DATA FOR ANALYSIS START

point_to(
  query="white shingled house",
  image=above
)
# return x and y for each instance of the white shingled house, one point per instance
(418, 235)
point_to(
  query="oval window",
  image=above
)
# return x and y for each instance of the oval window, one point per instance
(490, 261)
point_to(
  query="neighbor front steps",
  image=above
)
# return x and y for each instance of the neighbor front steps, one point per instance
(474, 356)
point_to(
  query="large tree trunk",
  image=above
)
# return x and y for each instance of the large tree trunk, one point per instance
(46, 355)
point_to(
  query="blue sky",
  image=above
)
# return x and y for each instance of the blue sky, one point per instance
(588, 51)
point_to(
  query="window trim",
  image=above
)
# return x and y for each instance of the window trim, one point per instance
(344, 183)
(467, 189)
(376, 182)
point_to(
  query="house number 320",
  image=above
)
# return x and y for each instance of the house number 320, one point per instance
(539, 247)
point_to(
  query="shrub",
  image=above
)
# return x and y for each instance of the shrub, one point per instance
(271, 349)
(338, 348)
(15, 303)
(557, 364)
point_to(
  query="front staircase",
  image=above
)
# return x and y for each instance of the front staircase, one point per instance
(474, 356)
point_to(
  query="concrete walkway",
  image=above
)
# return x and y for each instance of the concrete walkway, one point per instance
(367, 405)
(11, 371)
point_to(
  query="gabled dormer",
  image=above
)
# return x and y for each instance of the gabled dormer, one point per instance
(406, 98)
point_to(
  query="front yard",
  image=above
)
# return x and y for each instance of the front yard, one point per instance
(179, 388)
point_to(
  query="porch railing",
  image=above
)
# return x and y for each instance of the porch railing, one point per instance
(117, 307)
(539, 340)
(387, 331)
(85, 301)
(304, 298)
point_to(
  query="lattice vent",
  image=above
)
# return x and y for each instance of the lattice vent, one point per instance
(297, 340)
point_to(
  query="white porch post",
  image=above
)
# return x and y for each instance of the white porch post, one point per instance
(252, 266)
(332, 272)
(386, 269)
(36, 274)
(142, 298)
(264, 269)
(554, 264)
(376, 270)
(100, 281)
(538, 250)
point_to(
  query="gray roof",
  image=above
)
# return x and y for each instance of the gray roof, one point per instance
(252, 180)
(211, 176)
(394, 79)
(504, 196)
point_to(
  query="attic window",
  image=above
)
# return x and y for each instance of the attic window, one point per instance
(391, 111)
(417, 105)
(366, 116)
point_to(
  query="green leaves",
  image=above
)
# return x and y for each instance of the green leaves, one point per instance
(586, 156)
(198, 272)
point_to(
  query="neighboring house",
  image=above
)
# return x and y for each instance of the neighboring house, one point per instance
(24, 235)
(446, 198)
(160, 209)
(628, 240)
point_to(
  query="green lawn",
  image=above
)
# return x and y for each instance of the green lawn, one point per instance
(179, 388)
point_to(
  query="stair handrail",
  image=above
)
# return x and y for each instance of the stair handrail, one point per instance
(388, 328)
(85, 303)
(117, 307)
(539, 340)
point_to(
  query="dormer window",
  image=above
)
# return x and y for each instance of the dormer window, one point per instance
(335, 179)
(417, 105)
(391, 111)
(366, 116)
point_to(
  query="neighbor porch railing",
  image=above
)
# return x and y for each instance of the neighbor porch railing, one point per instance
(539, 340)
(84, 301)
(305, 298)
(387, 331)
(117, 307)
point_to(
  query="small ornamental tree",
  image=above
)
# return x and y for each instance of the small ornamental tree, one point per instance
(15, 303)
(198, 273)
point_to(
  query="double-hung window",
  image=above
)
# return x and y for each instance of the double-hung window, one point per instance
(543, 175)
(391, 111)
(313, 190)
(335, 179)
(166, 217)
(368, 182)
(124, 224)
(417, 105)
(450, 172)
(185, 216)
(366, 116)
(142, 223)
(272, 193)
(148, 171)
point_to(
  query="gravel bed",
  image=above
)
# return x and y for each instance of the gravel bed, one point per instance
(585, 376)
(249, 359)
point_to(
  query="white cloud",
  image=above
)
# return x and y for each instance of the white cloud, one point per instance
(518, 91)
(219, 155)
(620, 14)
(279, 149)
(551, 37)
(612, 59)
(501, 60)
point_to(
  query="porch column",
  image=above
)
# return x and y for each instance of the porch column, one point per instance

DATA FOR ANALYSIS END

### PROBLEM DETAILS
Every line above should be retyped exactly as given.

### TASK ANSWER
point_to(
  query="white shingled house",
  image=above
)
# return x and y for each instance of the white shingled house, one point per instance
(418, 235)
point_to(
  query="oval window",
  image=above
)
# return x and y for each instance of the oval window, one point per instance
(490, 261)
point_to(
  query="neighbor front steps",
  image=above
)
# return x and y for each instance of the neighbor front steps, one point per instance
(474, 356)
point_to(
  query="large tree trunk",
  image=above
)
# return x and y for each instance of the large tree trunk, one point per instance
(46, 355)
point_to(
  query="blue sky",
  image=above
)
# return x and y for each instance of the blue sky, one point per instance
(588, 51)
point_to(
  query="window trim",
  image=above
)
# return x and y for each instance of the window trim, one point per instance
(344, 183)
(467, 189)
(376, 182)
point_to(
  query="house number 320",
  image=above
)
# return x and y for each instance of the house number 320, one point per instance
(539, 247)
point_to(
  query="shrub",
  image=above
)
# return x and y for each instance of the shrub, one point per instance
(271, 349)
(338, 348)
(15, 303)
(557, 364)
point_to(
  query="front staircase",
  image=above
)
# return x and y for each instance of the front staircase, one point per instance
(474, 356)
point_to(
  query="concrete walkway",
  image=above
)
# return x and y for each instance of the concrete walkway, one point per instance
(367, 405)
(11, 371)
point_to(
  query="gabled dormer",
  image=above
)
# return x and y for each instance of the gabled dormer, one point per instance
(406, 98)
point_to(
  query="front yard",
  image=above
)
# return x and y for each instance of the front yard, one point per instance
(179, 388)
point_to(
  query="porch railing",
  image=above
)
# return x and y for each instance of the porch railing, one point per instance
(117, 307)
(539, 340)
(387, 331)
(85, 301)
(304, 298)
point_to(
  query="lattice vent",
  image=above
)
# return x and y for each instance of the lattice vent, one point per instance
(297, 340)
point_to(
  query="white porch post",
  image=above
)
# return x and y for each instance of the white porch post, one point per instance
(252, 266)
(332, 272)
(386, 269)
(36, 274)
(142, 298)
(264, 269)
(554, 264)
(376, 270)
(100, 281)
(538, 250)
point_to(
  query="gray roof",
  image=above
)
# return x and y for each instance of the gray roof, one point per instance
(252, 180)
(211, 176)
(394, 79)
(504, 196)
point_to(
  query="attic window",
  image=above
)
# return x and y for each instance of the attic window, one point per instance
(391, 111)
(417, 105)
(366, 116)
point_to(
  query="green leaves",
  image=above
)
# return x and y for each instance of the green leaves, one point per instance
(586, 156)
(198, 272)
point_to(
  query="neighboring house",
  image=above
)
# return x and y for each instance of the neighboring house, one point per instance
(24, 235)
(446, 198)
(160, 209)
(628, 240)
point_to(
  query="green lawn",
  image=above
)
# return x and y for each instance of the green lawn, one point per instance
(179, 388)
point_to(
  query="stair handrail",
  image=above
)
# return x and y for each instance of the stair handrail, one point per instance
(388, 328)
(85, 303)
(117, 307)
(539, 340)
point_to(
  query="dormer window",
  image=above
)
# return x and y for each instance of the dormer window, one point per instance
(335, 179)
(417, 105)
(391, 111)
(366, 116)
point_to(
  query="neighbor porch railing",
  image=above
)
# return x and y for each instance of the neighbor porch railing, one point per instance
(539, 340)
(84, 301)
(305, 298)
(387, 331)
(117, 307)
point_to(
  query="small ornamental tree",
  image=above
)
# return x and y for each instance of the small ornamental tree, one point per instance
(15, 303)
(198, 273)
point_to(
  query="double-hung window",
  image=above
)
# return x and y for each instance of the double-hung window, one point per instance
(543, 175)
(391, 111)
(313, 190)
(335, 179)
(166, 217)
(368, 182)
(124, 224)
(417, 105)
(450, 172)
(185, 216)
(366, 116)
(142, 223)
(272, 193)
(148, 171)
point_to(
  query="gravel bed",
  image=above
)
# return x and y for each instance of the gravel bed, one point per instance
(585, 376)
(249, 359)
point_to(
  query="white cloud",
  image=above
)
# return x and y for each instance of the white cloud, one point per instance
(518, 91)
(219, 155)
(620, 14)
(279, 149)
(551, 37)
(612, 59)
(501, 60)
point_to(
  query="porch column",
  image=above
)
# return x and y for each instance of the porch column, one point per instance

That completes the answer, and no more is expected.